Directions: Rewrite the lines below, replacing "Point out" with "Mark" wherever it occurs and changing nothing else.

Material to process:
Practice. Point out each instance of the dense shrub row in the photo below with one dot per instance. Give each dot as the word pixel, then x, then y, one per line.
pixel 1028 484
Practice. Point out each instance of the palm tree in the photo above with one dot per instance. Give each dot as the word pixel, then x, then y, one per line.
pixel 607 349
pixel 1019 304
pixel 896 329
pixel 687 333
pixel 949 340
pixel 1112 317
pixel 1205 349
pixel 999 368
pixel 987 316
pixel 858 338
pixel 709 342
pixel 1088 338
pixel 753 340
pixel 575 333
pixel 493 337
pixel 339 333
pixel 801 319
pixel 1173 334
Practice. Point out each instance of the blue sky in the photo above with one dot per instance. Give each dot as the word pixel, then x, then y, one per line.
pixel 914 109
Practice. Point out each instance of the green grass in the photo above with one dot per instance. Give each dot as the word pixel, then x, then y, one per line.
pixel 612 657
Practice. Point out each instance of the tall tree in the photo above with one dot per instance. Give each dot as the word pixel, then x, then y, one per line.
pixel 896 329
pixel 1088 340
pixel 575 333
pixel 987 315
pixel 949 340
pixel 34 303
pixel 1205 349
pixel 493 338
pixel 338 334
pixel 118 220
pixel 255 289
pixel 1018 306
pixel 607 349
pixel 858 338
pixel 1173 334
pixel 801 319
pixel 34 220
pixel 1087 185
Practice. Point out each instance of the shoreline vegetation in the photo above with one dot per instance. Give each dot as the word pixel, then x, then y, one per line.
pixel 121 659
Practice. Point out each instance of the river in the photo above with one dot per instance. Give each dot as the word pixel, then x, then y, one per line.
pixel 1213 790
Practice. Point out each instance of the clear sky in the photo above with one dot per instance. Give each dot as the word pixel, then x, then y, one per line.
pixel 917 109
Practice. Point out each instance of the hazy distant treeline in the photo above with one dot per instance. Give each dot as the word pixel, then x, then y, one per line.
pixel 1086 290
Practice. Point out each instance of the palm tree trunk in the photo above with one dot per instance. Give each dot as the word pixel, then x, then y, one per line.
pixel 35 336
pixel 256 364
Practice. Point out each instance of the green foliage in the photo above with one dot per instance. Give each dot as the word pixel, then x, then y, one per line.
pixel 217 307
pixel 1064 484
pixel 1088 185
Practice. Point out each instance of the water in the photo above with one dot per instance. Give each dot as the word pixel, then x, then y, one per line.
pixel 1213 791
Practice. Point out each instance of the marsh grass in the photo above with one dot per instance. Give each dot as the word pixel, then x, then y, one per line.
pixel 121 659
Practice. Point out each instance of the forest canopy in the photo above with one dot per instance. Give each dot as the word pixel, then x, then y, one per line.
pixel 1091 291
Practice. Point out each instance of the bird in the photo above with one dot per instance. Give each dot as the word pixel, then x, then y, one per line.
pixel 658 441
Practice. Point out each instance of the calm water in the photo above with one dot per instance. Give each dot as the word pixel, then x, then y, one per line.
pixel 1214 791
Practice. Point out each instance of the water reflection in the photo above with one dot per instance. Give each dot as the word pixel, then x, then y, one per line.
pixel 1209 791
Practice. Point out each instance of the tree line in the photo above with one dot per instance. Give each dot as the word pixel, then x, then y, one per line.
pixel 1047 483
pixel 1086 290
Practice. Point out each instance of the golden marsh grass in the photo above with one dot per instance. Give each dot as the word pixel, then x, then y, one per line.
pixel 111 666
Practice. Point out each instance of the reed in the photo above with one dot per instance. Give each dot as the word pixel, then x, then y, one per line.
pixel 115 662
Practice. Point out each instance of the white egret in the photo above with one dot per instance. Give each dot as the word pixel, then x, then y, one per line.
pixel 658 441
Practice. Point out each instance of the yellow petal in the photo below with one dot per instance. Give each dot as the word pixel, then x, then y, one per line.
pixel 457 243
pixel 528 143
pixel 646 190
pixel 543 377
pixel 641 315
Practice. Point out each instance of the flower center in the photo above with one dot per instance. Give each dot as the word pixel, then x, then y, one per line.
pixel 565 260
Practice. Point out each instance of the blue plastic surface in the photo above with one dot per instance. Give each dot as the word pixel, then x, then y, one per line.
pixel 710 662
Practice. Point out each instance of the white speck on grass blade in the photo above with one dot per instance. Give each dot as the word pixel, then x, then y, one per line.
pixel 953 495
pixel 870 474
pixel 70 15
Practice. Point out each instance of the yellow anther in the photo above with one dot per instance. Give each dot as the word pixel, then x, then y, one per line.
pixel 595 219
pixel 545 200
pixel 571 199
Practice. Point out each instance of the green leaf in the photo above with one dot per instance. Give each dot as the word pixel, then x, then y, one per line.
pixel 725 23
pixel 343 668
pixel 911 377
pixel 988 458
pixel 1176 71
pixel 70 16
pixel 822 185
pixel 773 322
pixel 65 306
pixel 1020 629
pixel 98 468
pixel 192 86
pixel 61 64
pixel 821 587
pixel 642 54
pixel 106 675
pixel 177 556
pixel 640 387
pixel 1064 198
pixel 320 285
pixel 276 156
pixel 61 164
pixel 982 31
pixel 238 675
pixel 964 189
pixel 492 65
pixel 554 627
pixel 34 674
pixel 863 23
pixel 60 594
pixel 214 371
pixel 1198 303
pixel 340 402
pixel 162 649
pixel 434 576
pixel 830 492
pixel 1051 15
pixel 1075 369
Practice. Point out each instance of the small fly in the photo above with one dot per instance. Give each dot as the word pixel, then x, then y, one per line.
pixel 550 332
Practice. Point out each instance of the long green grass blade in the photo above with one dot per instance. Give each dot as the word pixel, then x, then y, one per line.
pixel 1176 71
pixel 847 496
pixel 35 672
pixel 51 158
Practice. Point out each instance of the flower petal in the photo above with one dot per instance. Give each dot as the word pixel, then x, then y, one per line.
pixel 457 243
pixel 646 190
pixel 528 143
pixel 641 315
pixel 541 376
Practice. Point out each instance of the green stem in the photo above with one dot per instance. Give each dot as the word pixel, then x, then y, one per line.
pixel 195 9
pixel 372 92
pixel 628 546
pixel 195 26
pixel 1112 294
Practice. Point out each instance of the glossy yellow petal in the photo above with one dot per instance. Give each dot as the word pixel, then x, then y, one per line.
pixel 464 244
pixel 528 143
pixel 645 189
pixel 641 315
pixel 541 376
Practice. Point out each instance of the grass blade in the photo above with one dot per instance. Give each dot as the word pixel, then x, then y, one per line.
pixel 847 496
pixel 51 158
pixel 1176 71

Solution to the exercise:
Practice. Mark each instance of the dense shrub row in the photo below with one dot per instance. Give each dot as the word pixel, then x, then y, one per line.
pixel 1028 484
Practice. Mark each instance of the palm tree in the photo above with one dot per instance. Give each dot as the word pixel, then x, then y, one per line.
pixel 607 349
pixel 1019 304
pixel 896 329
pixel 687 333
pixel 949 340
pixel 1112 317
pixel 1205 349
pixel 999 368
pixel 987 316
pixel 858 338
pixel 709 342
pixel 1088 338
pixel 753 340
pixel 575 333
pixel 493 337
pixel 339 333
pixel 801 319
pixel 1173 334
Practice. Mark each instance of the blue sky in the photo above with one dot per instance. Give each dot as the word pixel, then x, then y, one per line.
pixel 914 109
Practice. Mark each instance of the green grass in the photo above with one dot per instance. Give each dot as the word pixel, then x, then y, one per line.
pixel 612 657
Practice. Mark each instance of the tall tree in the photo above with one dot per instance. Give each dot as the word pixel, then x, then y, one per line.
pixel 896 329
pixel 1088 340
pixel 575 333
pixel 987 315
pixel 949 340
pixel 34 303
pixel 1205 349
pixel 493 338
pixel 338 334
pixel 118 220
pixel 255 289
pixel 1018 306
pixel 607 349
pixel 858 338
pixel 1173 334
pixel 801 319
pixel 34 220
pixel 1087 185
Practice. Mark each instance of the shoreline vegetation in the photo above with one dot per instance. Give each dot as the word pixel, then x, then y, one per line.
pixel 121 659
Practice. Mark each instance of the river in the photo above with one dot per instance. Give each dot as the word pixel, then x, then y, one per line.
pixel 1213 790
Practice. Mark each instance of the clear sky in the photo above with one dot per instance. Give each dot as the word pixel, then x, then y, one per line.
pixel 917 109
Practice. Mark each instance of the hazy distant treeline in the photo above with one dot per instance. Give each dot as the word pixel, then x, then y, one per line.
pixel 1086 290
Practice. Mark each instance of the palm tree trunk in the photo above with one dot per instance. Give each dot as the word pixel, then x, then y, one per line.
pixel 35 336
pixel 256 364
Practice. Mark each instance of the green foliage in the photo above with one dot per instance. Give each dot as the word pixel, then x, then y, one per line.
pixel 217 307
pixel 1064 484
pixel 1088 185
Practice. Mark each instance of the water in the photo above with one dot per instance. Give each dot as the word pixel, then x, then y, one per line.
pixel 1213 791
Practice. Mark each instance of the marsh grass in the photo above with one dot per instance. Give each dot as the word pixel, then x, then y, one per line.
pixel 121 659
Practice. Mark each instance of the forest canopy in the photo above with one dot per instance. Give each dot as the word pixel, then x, then y, one per line.
pixel 1091 291
Practice. Mark each instance of the bird in the photo above with one dot per instance. Give each dot as the word pixel, then x, then y, one per line.
pixel 658 441
Practice. Mark each instance of the calm water in the photo above with one dot per instance. Give each dot as the word pixel, then x, then y, one per line.
pixel 1214 791
Practice. Mark each instance of the water reflection in the photo above with one dot per instance. Give each dot as the word pixel, then x, then y, one per line.
pixel 1209 791
Practice. Mark each instance of the tree line in the photo above with one dot per instance. Give each dot as the word pixel, then x, then y, one per line.
pixel 1047 483
pixel 1086 290
Practice. Mark each instance of the golden marsh grass in the photo above with one dot per instance. Give each dot as the word pixel, then x, then y, one per line.
pixel 111 666
Practice. Mark each instance of the reed in the photo above with one dot per instance. Give each dot as the word pixel, then x, then y, one per line.
pixel 115 662
Practice. Mark each instance of the white egret in the photo above with one dot per instance. Give each dot as the word pixel, then x, then y, one per line.
pixel 658 441
Practice. Mark each instance of the yellow petal in the photo below with one dot per instance. Give each dot as the word pixel, then x, then y, one per line.
pixel 457 243
pixel 528 143
pixel 646 190
pixel 543 377
pixel 641 315
Practice. Mark each instance of the flower center in the photo above with one dot per instance. Give each dot as the word pixel, then x, then y, one per line.
pixel 565 260
Practice. Mark each instance of the blue plastic surface in the photo above with one dot per instance. Give each dot as the word pixel, then x, then y, one per line.
pixel 710 662
Practice. Mark each instance of the white speck on grass blade in the photo above with one dot per instance. Give each dot as the word pixel, then x, then y, one per line.
pixel 953 495
pixel 870 474
pixel 70 15
Practice. Mark each instance of the yellow anther in the photo above with one dot per instance. Give each dot as the word pixel, then x, then y, one per line.
pixel 595 219
pixel 545 200
pixel 571 199
Practice. Mark each instance of the green leaf in the photo above with one dot per instance. Give each dot as the word pixel, then x, then y, one per line.
pixel 725 23
pixel 343 668
pixel 911 377
pixel 988 458
pixel 1176 71
pixel 70 16
pixel 822 185
pixel 773 322
pixel 65 306
pixel 1020 629
pixel 98 468
pixel 192 86
pixel 61 64
pixel 821 587
pixel 642 54
pixel 106 675
pixel 177 556
pixel 640 387
pixel 1064 198
pixel 320 285
pixel 276 156
pixel 61 164
pixel 982 31
pixel 238 675
pixel 964 189
pixel 492 65
pixel 554 627
pixel 34 674
pixel 863 23
pixel 60 594
pixel 214 371
pixel 1198 303
pixel 340 402
pixel 162 649
pixel 434 576
pixel 830 492
pixel 1051 15
pixel 1075 369
Practice. Mark each instance of the small fly in the photo above with one dot per instance. Give each dot as the word pixel, then x, then y, one per line.
pixel 550 332
Practice. Mark each instance of the long green grass blade in the photo above with one dot per instance. Give each dot as the word pixel, then x, then y, one per line.
pixel 1176 71
pixel 847 496
pixel 35 672
pixel 51 158
Practice. Mark each instance of the flower petal in the photo above with one dot per instance. Give each dot as the word pixel, then x, then y, one per line.
pixel 457 243
pixel 646 190
pixel 528 143
pixel 641 315
pixel 541 376
Practice. Mark each instance of the green stem in the photo above with one dot per instance. Give each dot as the word pixel, then x, then y, one per line.
pixel 195 9
pixel 372 92
pixel 628 546
pixel 195 26
pixel 1112 294
Practice. Mark each instance of the glossy yellow petal in the photo above with one dot per instance. Give each dot as the word pixel, then x, then y, one per line.
pixel 464 244
pixel 528 143
pixel 645 189
pixel 641 315
pixel 541 376
Practice. Mark each instance of the grass blade in the photo above with one dot per instance. Give each dot as the word pixel, then x, then y, one per line.
pixel 847 496
pixel 51 158
pixel 1176 71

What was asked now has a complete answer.